* Directions
[1] Please reproduce everything in the essay about bruising from "Then I bruised." down to "in – I promise.".
[2] Rewrite everything in the records from the line containing "trace the outline of stone outcrop" down to the line containing "[[[22,189],[11,176],[7,176],[3,181],[0,183],[0,194],[25,195]]]", both of those lines included, as a JSON list of strings with one string per line. Leave out any blank lines.

* Excerpt to read
The early days of the summer, in which I trained [seemingly] endlessly for my then-new job, saw many purpled patches on my body. From my own carelessness, my spine found itself battered and colored; crying out each time I lazily dropped all of myself into the unpadded driver’s seat of our go-karts. Absentmindedly, the hue of my legs shifted in response to the sudden catching of doors and stopping of gates as I forgot – time and time again – to consider the effect that the frequent battering would have on my tired skin. Consider it strange, if you will, but my ribcage also discovered spots of new color; the result of friendly by-surprise pokes from overly-eager friends with a different – but appreciated – sense of humor than most.
Then I bruised.
But I don’t so much anymore.
Please forgive me this harsh transition, dear readers, if you can. It may seem unrelated at first, which is not surprising, I know, for this occasionally disjointed space, but it ties in – I promise.
You see, earlier this year I got dumped. It’s been implied, I think, in posts since then, but I don’t believe that I ever mentioned it directly despite the rush of emotions itching to find themselves out of my head.
The hurt that came first wasn’t something I wanted to share because I knew he’d see it. Those closest to me helped me discover that he didn’t deserve to… And also that it wasn’t something I’d really want to remember.

* Record list
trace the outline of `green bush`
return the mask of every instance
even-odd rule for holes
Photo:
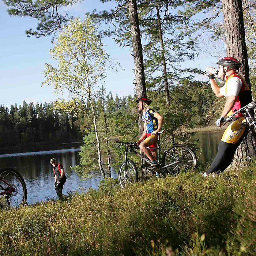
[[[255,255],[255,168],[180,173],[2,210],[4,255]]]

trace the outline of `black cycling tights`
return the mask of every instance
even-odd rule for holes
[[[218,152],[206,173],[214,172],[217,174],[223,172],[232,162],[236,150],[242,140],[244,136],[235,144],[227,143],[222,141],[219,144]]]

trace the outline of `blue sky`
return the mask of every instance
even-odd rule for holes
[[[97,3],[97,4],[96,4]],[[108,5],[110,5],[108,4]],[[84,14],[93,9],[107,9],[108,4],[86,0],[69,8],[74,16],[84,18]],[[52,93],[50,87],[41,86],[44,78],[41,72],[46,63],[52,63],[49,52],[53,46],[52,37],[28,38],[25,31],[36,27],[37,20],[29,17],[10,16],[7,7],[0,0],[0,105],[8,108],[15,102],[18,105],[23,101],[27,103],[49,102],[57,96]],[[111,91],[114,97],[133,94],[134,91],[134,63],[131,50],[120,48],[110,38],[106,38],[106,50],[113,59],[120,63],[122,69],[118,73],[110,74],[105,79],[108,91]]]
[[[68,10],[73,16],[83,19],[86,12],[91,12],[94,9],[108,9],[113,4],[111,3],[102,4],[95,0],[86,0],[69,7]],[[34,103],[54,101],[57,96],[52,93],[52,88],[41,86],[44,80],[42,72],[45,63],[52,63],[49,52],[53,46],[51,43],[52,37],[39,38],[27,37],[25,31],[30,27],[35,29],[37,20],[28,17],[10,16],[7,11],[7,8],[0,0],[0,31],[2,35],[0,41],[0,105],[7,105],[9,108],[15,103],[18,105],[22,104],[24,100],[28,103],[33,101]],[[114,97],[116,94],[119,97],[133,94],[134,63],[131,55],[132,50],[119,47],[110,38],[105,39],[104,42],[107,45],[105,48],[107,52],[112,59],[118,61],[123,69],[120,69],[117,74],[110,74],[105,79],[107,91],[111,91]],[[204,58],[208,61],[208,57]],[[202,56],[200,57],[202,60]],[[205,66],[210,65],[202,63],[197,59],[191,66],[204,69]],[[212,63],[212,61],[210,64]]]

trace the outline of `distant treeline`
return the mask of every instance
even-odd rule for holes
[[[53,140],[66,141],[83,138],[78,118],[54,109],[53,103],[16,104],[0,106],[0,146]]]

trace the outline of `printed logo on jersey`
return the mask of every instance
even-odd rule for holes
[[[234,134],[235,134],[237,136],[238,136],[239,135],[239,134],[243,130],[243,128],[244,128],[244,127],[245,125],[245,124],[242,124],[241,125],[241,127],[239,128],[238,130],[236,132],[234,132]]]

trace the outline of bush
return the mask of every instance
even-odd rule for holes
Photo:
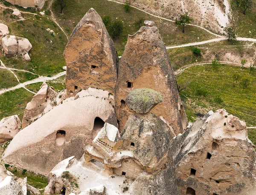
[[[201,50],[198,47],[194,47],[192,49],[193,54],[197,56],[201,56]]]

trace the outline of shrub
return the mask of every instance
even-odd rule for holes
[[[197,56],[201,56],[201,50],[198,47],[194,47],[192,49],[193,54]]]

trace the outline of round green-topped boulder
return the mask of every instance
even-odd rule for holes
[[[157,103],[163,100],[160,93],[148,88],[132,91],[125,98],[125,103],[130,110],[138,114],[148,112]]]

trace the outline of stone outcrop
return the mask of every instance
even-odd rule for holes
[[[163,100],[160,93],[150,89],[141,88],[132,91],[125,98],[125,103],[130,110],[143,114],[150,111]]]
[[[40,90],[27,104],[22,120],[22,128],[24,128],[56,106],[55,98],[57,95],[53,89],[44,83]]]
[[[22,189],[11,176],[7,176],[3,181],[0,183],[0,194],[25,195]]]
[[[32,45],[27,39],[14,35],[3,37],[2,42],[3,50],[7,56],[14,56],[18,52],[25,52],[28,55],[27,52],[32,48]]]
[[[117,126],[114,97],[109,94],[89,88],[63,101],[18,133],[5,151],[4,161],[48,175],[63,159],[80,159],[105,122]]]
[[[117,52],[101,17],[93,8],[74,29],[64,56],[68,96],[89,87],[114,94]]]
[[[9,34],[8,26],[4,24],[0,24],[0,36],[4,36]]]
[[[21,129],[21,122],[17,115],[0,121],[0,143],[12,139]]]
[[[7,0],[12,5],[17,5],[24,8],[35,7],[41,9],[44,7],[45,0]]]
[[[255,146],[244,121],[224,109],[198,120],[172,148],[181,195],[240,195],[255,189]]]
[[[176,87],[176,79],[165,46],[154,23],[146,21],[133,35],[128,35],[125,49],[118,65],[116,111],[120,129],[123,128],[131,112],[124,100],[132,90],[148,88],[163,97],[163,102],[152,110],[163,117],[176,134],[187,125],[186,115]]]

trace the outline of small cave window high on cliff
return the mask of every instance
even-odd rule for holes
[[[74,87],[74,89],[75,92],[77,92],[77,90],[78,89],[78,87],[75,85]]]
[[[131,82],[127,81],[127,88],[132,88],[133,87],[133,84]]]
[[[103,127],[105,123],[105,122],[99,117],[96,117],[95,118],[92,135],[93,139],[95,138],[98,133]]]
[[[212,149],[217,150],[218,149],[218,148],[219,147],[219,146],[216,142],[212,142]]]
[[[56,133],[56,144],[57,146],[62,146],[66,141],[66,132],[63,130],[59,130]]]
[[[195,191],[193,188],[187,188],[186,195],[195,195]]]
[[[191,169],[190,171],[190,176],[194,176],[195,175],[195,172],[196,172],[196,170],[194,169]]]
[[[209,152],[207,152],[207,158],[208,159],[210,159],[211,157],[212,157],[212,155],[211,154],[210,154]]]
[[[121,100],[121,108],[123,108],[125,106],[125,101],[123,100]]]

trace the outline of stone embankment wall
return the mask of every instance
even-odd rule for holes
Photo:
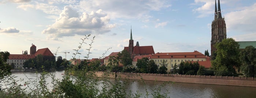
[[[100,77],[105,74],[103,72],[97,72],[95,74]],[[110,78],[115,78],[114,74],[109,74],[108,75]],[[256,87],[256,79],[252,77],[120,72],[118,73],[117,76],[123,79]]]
--
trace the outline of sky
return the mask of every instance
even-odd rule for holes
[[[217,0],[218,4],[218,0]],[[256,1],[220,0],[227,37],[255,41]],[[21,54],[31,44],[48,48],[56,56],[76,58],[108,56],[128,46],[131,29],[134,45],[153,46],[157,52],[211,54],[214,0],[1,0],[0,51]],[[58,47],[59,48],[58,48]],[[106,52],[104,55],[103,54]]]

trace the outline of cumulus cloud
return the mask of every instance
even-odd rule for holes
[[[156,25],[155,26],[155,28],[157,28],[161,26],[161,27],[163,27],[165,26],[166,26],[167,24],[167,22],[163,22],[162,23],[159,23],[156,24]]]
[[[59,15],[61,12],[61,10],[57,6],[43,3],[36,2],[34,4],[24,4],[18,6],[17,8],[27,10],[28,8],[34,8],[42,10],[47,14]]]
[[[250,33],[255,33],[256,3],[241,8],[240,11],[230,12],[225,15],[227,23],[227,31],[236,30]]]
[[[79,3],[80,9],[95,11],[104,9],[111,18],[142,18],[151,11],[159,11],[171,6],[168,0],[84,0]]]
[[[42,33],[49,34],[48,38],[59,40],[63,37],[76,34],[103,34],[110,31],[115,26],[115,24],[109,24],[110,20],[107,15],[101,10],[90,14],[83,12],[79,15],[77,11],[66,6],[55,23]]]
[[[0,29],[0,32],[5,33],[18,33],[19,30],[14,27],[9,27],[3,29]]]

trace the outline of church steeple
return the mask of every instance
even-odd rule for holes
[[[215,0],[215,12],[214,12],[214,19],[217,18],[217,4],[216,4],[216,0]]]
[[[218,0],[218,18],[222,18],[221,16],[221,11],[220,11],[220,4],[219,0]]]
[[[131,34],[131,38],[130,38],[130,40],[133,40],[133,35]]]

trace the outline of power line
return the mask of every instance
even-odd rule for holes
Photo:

* Solutions in order
[1]
Then I bruised.
But I don’t so much anymore.
Please forgive me this harsh transition, dear readers, if you can. It may seem unrelated at first, which is not surprising, I know, for this occasionally disjointed space, but it ties in – I promise.

[2]
[
  "trace the outline of stone outcrop",
  "return the mask of every instance",
  "even-odd rule for holes",
  "[[[163,100],[160,93],[150,89],[141,88],[132,91],[125,98],[125,103],[130,110],[143,114],[150,111]]]",
  "[[[40,90],[27,104],[22,120],[22,128],[24,128],[56,106],[55,98],[57,95],[53,89],[44,83]]]",
  "[[[22,189],[11,176],[7,176],[3,181],[0,183],[0,194],[25,195]]]"
]